-- Data for processing --

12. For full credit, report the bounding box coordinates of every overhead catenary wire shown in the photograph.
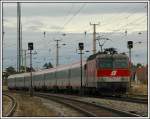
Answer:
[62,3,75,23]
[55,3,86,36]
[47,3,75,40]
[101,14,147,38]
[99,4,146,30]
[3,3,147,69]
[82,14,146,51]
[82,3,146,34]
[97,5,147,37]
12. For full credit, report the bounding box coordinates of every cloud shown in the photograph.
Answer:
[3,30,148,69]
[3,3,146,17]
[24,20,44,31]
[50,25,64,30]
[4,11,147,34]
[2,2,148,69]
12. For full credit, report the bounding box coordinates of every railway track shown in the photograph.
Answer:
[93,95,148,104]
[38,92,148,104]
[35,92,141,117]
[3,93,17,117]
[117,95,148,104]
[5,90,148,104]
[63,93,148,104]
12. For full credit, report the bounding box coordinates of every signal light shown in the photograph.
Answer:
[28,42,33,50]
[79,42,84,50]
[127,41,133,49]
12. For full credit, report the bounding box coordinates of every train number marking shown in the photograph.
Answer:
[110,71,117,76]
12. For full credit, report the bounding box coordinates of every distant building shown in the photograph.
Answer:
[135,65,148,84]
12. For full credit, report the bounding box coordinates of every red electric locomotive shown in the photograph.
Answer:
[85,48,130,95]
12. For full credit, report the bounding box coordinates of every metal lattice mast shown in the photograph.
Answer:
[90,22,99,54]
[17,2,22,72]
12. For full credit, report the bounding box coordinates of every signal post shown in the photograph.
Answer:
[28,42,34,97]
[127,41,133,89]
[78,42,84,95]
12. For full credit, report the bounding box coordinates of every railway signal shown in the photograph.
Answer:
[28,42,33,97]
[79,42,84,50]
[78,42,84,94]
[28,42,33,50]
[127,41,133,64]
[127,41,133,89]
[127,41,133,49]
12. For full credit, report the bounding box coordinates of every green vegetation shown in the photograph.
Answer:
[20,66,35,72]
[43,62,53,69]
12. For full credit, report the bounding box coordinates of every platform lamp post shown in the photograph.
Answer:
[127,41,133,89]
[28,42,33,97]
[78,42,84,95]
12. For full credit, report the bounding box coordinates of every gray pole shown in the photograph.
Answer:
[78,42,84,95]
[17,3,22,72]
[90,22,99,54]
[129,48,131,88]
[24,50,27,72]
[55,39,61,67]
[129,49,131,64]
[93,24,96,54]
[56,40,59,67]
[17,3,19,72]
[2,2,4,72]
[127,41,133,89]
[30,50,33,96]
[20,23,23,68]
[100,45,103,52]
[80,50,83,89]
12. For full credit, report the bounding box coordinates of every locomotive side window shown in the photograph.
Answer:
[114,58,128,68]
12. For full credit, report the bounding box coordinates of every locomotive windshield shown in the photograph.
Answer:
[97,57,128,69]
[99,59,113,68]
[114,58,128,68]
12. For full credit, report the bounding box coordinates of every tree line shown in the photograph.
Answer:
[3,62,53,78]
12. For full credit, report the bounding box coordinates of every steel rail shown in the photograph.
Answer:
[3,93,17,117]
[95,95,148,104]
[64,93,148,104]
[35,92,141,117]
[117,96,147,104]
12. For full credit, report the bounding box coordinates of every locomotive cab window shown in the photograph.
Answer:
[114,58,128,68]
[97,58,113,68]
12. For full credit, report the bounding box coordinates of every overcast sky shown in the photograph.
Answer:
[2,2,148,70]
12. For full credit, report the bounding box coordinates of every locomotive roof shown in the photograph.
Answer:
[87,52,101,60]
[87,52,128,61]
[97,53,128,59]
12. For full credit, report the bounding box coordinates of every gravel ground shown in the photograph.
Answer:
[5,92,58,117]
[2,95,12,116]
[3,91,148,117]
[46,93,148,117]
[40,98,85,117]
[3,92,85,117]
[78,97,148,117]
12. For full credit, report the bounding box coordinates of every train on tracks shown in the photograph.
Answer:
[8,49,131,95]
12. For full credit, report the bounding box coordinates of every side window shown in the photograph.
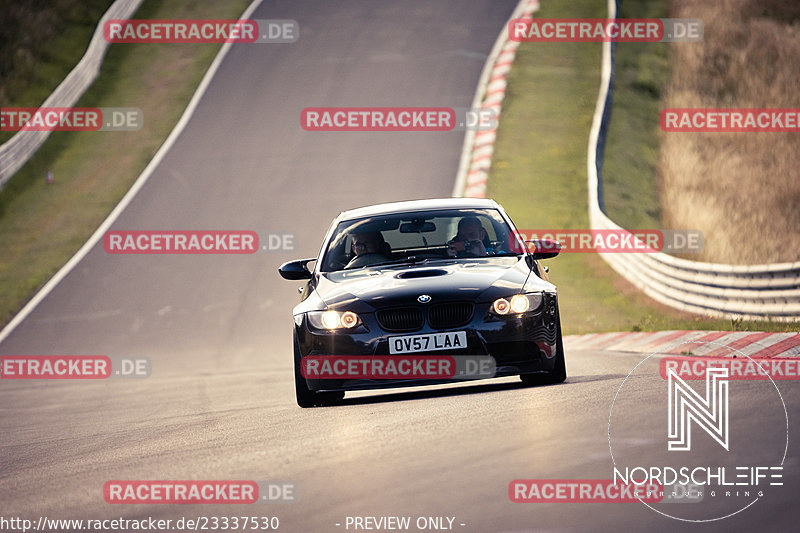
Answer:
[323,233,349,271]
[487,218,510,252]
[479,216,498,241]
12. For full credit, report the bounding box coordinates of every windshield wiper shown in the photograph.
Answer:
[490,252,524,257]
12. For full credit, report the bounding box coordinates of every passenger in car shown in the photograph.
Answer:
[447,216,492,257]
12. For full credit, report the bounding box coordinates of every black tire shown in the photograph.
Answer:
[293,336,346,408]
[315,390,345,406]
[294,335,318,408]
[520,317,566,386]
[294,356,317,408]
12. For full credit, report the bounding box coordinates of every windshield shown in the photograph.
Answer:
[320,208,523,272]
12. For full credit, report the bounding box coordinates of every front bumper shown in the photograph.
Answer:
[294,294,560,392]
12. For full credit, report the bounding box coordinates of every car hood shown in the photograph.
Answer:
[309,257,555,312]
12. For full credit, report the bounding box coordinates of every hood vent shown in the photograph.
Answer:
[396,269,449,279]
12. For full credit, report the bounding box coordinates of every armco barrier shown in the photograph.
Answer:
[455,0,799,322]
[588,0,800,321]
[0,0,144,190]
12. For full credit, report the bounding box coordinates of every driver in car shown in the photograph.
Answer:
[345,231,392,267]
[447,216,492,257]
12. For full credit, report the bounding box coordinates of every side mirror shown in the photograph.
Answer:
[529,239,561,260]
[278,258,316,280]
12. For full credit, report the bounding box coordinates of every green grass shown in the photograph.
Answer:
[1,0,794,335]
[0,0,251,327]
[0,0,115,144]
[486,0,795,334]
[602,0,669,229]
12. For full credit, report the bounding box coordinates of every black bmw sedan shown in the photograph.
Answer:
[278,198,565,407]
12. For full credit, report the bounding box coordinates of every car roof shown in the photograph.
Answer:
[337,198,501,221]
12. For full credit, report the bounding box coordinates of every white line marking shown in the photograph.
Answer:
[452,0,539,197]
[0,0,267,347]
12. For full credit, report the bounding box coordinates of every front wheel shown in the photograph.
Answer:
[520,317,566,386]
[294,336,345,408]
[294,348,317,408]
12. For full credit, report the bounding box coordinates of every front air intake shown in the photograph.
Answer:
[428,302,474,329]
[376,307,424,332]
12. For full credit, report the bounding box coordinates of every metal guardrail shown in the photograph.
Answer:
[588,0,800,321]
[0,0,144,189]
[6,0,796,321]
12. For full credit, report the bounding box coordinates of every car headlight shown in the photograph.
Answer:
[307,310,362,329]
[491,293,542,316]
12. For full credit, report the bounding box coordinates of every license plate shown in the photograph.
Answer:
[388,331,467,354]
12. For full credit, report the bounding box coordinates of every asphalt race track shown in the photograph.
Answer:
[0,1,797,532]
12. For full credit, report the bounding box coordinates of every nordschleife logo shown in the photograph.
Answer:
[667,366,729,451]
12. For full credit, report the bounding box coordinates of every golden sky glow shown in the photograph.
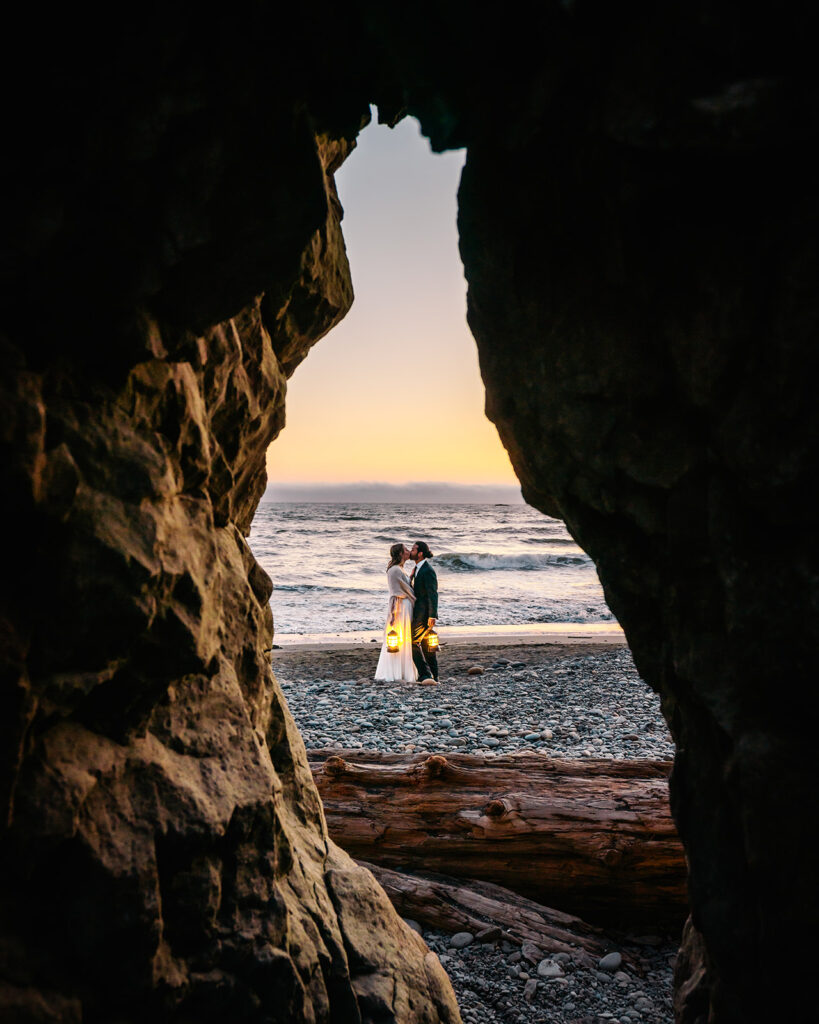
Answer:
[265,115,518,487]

---

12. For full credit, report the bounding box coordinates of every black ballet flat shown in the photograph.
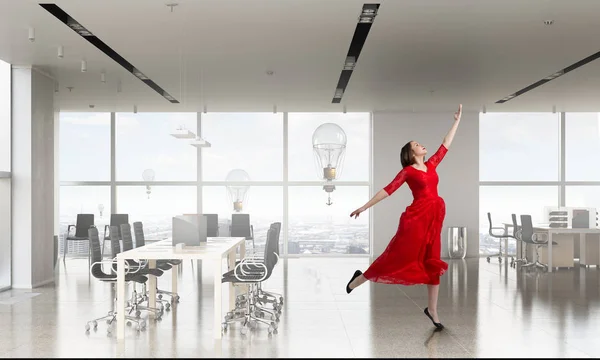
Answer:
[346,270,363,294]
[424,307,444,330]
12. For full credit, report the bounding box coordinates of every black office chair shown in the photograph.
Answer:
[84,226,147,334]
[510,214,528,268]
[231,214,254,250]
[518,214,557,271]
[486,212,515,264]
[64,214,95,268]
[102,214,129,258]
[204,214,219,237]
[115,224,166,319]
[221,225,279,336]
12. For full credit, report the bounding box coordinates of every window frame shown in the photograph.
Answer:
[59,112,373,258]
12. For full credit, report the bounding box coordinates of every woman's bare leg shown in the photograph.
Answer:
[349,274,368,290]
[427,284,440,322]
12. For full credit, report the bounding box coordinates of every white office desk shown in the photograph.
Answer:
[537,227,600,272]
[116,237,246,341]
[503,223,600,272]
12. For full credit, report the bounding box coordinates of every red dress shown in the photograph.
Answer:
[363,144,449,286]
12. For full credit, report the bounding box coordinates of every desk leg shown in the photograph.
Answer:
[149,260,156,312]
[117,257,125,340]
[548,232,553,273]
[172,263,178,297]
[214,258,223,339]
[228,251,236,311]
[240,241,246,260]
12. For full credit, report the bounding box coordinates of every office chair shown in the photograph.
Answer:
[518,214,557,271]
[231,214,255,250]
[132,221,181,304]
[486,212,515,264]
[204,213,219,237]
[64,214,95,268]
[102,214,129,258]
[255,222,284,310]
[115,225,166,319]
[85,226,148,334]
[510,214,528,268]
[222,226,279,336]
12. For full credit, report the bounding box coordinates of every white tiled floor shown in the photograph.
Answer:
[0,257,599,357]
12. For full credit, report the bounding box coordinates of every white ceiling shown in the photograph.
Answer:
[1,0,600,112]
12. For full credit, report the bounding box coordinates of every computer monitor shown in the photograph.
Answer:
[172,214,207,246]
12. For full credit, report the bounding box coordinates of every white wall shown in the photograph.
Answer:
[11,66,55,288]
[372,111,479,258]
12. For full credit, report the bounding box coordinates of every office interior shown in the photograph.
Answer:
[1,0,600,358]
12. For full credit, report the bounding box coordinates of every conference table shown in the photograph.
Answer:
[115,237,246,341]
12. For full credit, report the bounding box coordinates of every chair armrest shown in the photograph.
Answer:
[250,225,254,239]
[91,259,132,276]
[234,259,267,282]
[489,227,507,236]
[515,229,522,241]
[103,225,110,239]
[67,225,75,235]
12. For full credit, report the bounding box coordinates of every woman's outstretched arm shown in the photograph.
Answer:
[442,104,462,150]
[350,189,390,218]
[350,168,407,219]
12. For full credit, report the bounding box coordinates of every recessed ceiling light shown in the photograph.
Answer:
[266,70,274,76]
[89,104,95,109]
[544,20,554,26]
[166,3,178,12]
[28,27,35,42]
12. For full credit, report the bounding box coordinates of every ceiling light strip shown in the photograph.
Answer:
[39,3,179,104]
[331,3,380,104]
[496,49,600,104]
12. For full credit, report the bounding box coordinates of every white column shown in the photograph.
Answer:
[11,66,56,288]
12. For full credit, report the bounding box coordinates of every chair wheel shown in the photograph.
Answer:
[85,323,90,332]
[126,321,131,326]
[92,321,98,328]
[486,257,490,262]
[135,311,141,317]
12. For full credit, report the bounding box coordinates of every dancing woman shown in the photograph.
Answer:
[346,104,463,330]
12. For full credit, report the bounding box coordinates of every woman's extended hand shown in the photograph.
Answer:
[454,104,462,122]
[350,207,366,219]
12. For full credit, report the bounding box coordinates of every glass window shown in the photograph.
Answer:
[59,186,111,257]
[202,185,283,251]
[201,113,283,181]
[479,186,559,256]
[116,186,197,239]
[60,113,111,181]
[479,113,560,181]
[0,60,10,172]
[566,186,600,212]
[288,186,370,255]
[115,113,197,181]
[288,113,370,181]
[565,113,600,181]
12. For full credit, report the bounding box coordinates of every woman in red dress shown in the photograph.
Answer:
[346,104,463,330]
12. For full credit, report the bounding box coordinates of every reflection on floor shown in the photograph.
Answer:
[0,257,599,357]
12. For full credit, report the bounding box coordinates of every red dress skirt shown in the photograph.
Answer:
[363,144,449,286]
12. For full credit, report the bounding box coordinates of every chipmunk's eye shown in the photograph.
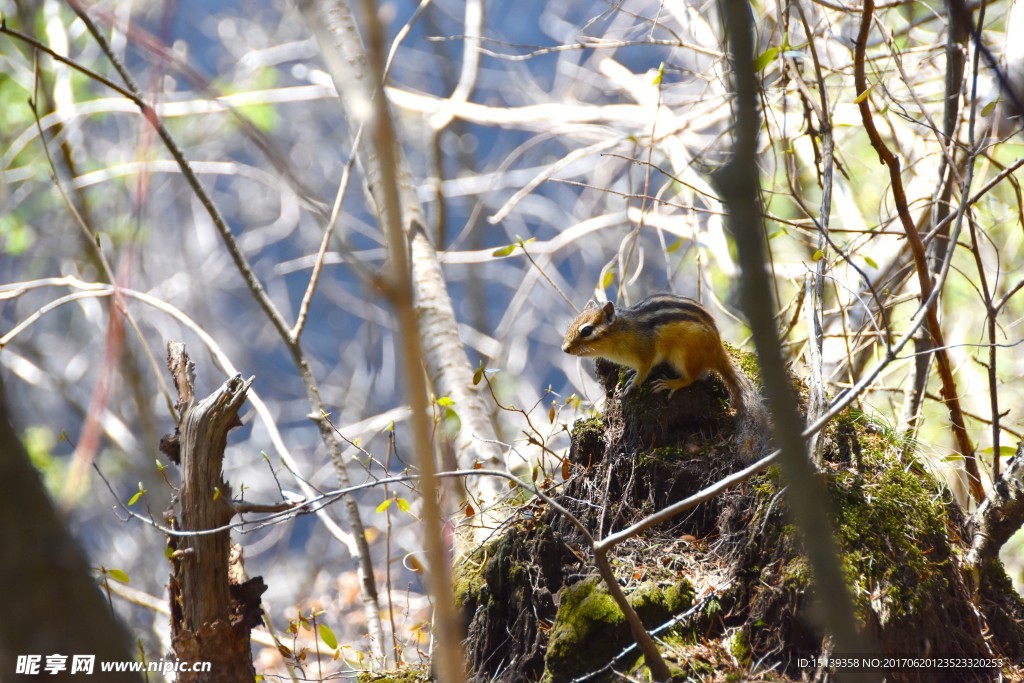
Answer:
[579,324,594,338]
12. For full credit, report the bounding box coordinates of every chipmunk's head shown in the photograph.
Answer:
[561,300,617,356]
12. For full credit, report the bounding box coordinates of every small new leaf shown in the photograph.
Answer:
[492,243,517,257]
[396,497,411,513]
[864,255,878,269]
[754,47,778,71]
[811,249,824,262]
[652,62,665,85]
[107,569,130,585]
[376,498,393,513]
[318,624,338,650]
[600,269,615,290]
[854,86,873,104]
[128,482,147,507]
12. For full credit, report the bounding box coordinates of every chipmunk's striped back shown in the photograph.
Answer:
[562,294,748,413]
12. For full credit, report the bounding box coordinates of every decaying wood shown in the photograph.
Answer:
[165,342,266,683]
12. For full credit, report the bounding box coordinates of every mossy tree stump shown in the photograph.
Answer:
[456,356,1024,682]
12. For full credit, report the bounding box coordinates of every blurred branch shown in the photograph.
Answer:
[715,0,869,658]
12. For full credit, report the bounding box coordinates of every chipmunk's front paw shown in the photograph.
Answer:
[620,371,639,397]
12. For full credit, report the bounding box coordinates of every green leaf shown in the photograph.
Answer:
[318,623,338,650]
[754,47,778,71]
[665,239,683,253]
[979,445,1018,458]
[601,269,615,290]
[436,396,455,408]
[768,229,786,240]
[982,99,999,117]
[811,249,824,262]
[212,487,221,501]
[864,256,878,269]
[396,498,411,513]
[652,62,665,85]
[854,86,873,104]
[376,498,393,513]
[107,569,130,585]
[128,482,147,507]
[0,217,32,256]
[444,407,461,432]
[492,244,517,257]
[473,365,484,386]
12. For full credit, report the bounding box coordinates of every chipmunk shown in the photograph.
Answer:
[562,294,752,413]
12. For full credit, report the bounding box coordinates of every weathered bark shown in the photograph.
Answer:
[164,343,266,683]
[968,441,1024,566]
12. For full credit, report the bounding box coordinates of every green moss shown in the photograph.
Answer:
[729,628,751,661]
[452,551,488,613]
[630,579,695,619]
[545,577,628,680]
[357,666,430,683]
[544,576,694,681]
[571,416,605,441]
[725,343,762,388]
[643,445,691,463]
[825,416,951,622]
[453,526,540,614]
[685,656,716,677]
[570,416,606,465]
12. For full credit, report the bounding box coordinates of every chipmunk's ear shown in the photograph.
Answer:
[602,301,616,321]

---

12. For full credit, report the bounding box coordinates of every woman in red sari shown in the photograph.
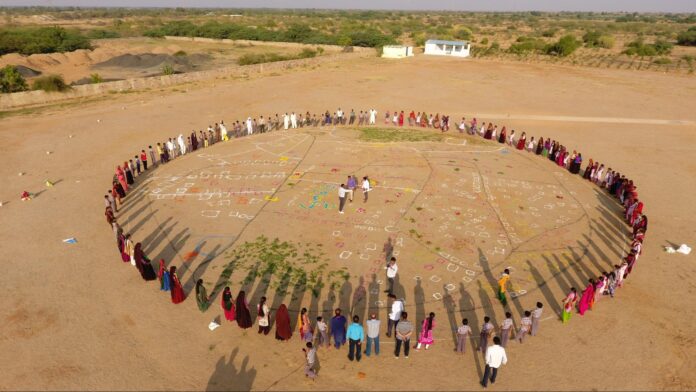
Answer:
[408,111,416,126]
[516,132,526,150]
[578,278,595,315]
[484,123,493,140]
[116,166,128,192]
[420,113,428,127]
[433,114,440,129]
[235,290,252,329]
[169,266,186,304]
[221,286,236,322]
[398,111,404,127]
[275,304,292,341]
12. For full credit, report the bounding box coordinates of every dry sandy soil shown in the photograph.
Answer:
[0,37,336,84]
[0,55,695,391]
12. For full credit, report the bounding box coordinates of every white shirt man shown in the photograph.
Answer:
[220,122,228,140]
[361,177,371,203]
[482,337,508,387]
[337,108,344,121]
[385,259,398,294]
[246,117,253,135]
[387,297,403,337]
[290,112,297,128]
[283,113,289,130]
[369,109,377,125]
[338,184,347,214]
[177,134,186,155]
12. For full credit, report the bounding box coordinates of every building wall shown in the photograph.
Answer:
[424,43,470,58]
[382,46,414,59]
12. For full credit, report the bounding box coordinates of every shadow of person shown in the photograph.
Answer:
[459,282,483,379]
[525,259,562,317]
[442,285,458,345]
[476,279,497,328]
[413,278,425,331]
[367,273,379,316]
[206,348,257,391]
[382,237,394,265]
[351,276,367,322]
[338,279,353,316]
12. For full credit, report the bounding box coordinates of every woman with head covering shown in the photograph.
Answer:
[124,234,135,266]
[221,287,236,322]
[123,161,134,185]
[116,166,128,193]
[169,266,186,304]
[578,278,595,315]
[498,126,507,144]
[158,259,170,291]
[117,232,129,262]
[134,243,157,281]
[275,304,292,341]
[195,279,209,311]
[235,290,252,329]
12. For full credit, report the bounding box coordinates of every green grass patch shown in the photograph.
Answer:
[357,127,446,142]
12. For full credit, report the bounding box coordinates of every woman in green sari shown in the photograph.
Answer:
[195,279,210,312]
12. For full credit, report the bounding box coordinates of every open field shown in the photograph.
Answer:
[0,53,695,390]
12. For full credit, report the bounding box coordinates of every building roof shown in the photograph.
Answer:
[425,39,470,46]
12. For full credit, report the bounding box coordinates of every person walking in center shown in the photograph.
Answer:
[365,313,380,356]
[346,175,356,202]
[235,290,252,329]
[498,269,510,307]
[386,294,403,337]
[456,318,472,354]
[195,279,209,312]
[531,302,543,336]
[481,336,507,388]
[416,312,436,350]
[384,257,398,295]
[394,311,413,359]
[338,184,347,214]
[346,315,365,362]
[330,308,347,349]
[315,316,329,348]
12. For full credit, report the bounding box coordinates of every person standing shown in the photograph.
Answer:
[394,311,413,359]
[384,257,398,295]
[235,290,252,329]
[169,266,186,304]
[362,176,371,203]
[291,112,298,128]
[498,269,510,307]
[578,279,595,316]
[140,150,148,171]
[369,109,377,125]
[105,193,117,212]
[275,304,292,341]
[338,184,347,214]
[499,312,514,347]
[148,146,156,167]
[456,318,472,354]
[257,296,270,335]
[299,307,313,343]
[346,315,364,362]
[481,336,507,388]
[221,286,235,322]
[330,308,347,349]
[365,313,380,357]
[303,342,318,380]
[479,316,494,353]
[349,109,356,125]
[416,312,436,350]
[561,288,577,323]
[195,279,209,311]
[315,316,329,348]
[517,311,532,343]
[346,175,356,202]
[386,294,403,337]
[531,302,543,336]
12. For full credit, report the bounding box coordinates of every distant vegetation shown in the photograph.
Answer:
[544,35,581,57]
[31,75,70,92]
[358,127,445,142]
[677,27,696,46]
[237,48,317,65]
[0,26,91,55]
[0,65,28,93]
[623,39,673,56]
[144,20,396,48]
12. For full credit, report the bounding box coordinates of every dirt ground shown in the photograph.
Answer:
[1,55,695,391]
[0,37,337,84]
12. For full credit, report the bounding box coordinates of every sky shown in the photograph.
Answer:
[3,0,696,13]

-- Exercise goal --
Filter the records above for the string "railway" and copy each matching line.

-- Your response --
12. For full credit, report the bounding box coordinates of every railway track shown in the photograph.
12. For full credit, report the bounding box coordinates of every railway signal shown in the photograph.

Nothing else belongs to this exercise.